Stored dataset items

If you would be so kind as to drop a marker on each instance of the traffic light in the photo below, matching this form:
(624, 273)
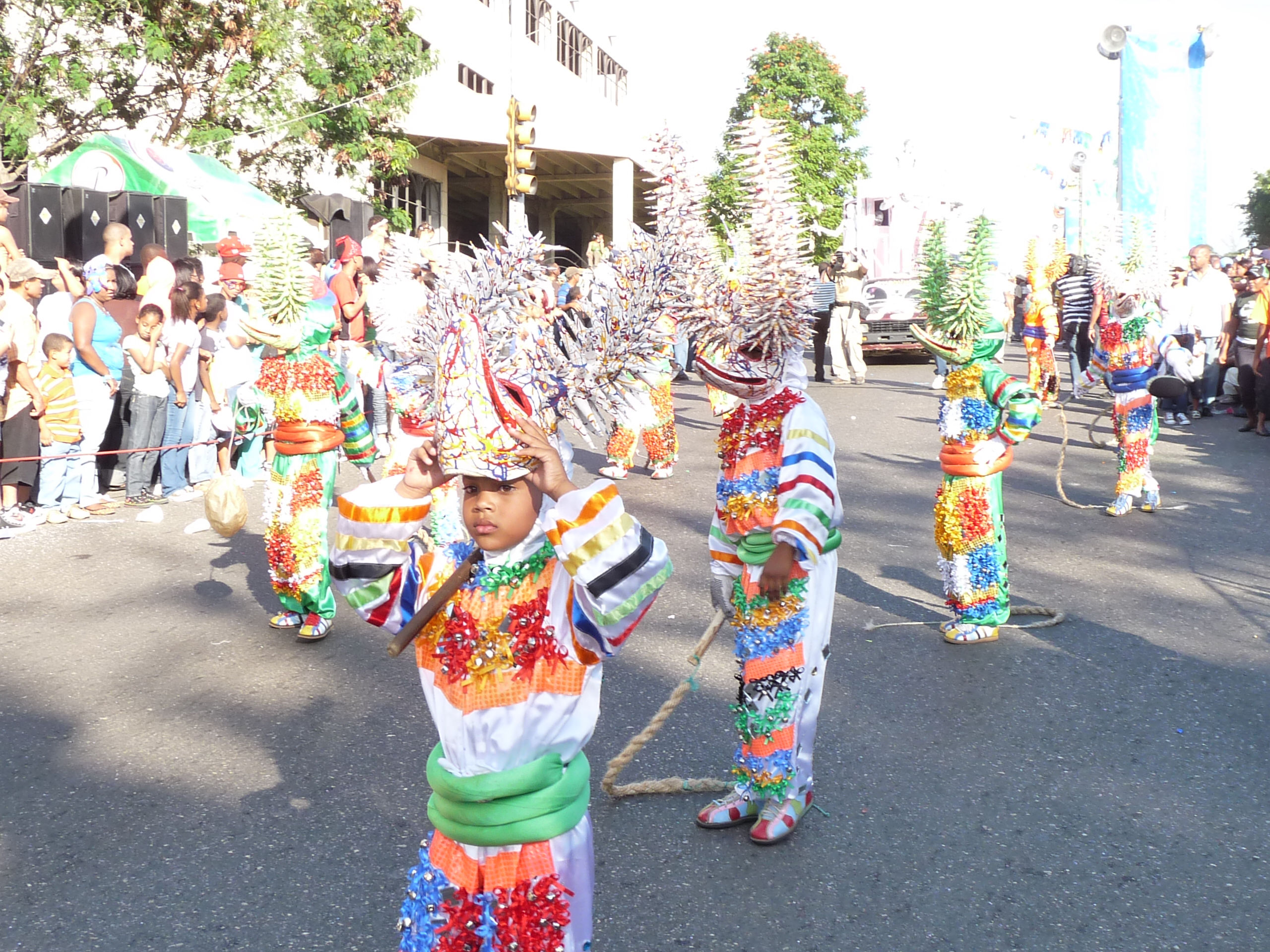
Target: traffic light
(521, 160)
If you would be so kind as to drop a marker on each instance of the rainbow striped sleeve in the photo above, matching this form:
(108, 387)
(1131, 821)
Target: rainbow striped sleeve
(359, 441)
(807, 494)
(618, 567)
(377, 561)
(1020, 407)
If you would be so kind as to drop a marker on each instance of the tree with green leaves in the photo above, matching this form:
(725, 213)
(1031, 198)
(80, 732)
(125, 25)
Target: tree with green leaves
(276, 88)
(797, 83)
(1257, 210)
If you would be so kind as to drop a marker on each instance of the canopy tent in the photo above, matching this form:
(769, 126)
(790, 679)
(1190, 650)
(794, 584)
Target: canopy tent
(220, 201)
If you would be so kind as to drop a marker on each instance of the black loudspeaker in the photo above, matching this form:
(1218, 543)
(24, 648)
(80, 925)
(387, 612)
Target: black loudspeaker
(137, 211)
(172, 225)
(36, 221)
(85, 215)
(353, 226)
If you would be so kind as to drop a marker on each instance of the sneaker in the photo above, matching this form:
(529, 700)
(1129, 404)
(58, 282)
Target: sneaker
(779, 819)
(731, 810)
(33, 516)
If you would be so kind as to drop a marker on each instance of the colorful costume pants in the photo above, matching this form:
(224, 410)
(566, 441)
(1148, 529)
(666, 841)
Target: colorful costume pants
(1042, 368)
(971, 535)
(783, 649)
(1133, 418)
(657, 423)
(296, 502)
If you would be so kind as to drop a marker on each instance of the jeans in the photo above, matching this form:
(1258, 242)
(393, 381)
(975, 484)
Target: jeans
(1207, 386)
(178, 429)
(60, 480)
(148, 420)
(96, 405)
(202, 460)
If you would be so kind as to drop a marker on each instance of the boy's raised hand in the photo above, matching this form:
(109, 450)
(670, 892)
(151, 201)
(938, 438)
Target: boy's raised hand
(548, 476)
(422, 472)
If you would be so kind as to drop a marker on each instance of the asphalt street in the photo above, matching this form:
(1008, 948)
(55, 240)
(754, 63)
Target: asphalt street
(178, 776)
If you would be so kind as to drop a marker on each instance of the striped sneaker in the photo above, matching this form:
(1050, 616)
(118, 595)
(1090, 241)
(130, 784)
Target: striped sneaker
(727, 812)
(779, 818)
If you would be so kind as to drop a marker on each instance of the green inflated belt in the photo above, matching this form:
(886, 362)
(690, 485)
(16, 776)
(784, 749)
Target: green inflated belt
(527, 804)
(758, 547)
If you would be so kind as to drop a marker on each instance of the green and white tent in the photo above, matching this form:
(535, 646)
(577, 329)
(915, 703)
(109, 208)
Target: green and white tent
(220, 200)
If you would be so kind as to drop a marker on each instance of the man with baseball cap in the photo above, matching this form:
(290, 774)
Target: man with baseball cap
(24, 404)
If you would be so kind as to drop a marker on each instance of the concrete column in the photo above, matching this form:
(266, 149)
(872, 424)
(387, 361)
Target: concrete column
(624, 202)
(497, 207)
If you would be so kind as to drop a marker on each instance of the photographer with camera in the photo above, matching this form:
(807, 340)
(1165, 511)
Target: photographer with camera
(845, 324)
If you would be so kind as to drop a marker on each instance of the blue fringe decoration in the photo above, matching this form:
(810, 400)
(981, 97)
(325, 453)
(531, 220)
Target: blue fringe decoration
(421, 912)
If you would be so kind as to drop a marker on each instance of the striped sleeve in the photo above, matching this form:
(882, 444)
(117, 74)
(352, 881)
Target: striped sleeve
(1019, 404)
(359, 440)
(616, 565)
(377, 561)
(808, 507)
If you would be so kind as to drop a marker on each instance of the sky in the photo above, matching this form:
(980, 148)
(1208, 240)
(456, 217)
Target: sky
(952, 79)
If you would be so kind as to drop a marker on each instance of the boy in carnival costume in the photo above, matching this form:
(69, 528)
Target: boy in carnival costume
(316, 414)
(774, 536)
(983, 414)
(1128, 347)
(511, 665)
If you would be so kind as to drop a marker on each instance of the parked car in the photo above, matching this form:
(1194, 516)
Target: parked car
(892, 313)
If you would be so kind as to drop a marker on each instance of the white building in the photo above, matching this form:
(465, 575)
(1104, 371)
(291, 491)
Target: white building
(541, 53)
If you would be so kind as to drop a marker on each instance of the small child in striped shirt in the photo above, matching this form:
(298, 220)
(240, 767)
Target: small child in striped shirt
(59, 434)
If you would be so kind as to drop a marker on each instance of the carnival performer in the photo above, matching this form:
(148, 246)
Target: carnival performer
(511, 667)
(985, 413)
(1040, 334)
(774, 535)
(316, 416)
(1128, 347)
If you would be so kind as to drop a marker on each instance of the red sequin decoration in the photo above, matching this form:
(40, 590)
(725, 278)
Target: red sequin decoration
(756, 425)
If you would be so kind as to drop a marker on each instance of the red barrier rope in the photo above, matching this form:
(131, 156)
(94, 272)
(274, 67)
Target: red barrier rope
(112, 452)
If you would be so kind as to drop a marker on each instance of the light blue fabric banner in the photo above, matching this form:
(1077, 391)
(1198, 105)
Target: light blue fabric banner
(1162, 150)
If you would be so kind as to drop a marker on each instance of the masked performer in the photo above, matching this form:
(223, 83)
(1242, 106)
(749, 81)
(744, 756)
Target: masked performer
(316, 414)
(1128, 347)
(774, 536)
(983, 414)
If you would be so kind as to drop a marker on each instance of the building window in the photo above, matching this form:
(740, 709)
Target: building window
(613, 76)
(538, 21)
(474, 80)
(572, 45)
(418, 196)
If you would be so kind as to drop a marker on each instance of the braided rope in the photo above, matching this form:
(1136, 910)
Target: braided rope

## Written instruction
Set out exactly the run of lines that begins at the line holding "of the white" and ends at the last line of the data.

## Final result
If you would be so kind as to drop a marker on each instance of the white building in the photo above, matching this form:
(465, 575)
(1104, 371)
(291, 491)
Target: white building
(541, 53)
If you would be so kind as to drop a marker on each instance of the small child in striped shirt in the photo above, matching this form:
(298, 220)
(240, 767)
Target: small child in striped shirt
(59, 434)
If you would be so kind as to drop a marker on each instance of the carnival performer in the photo above, matching this form:
(148, 246)
Target: carnival performer
(511, 667)
(985, 413)
(1040, 334)
(774, 535)
(316, 416)
(1128, 347)
If you would be so kind as to drop a marker on each instance of the red sequin decoration in the photo above, matching this form:
(40, 590)
(725, 278)
Target: red sequin decoration
(756, 425)
If you would be so kind as to drop a marker on each instance of the red barrier rope in the photo above, matching this form:
(131, 156)
(94, 272)
(274, 67)
Target: red barrier rope
(112, 452)
If you would be so kind as to drop a marker on each instance of the light blue fabric banner in the photo above, matching this form:
(1077, 391)
(1198, 105)
Target: light blue fabric banner
(1162, 150)
If you would be so kind as to drop a marker on each instance of the masked performer in the photo above, matching this form:
(223, 83)
(1242, 106)
(749, 81)
(744, 756)
Target: masked performer
(316, 414)
(1128, 347)
(774, 536)
(983, 414)
If you would be so kind as to drop a marker on each instance of the building window in the photo above, matching this form:
(740, 709)
Target: building window
(613, 76)
(538, 21)
(474, 80)
(572, 45)
(418, 196)
If you would be so kind as to drop a marker on each instance of the braided rope in the photo above, matching this form:
(1136, 910)
Target: braided rope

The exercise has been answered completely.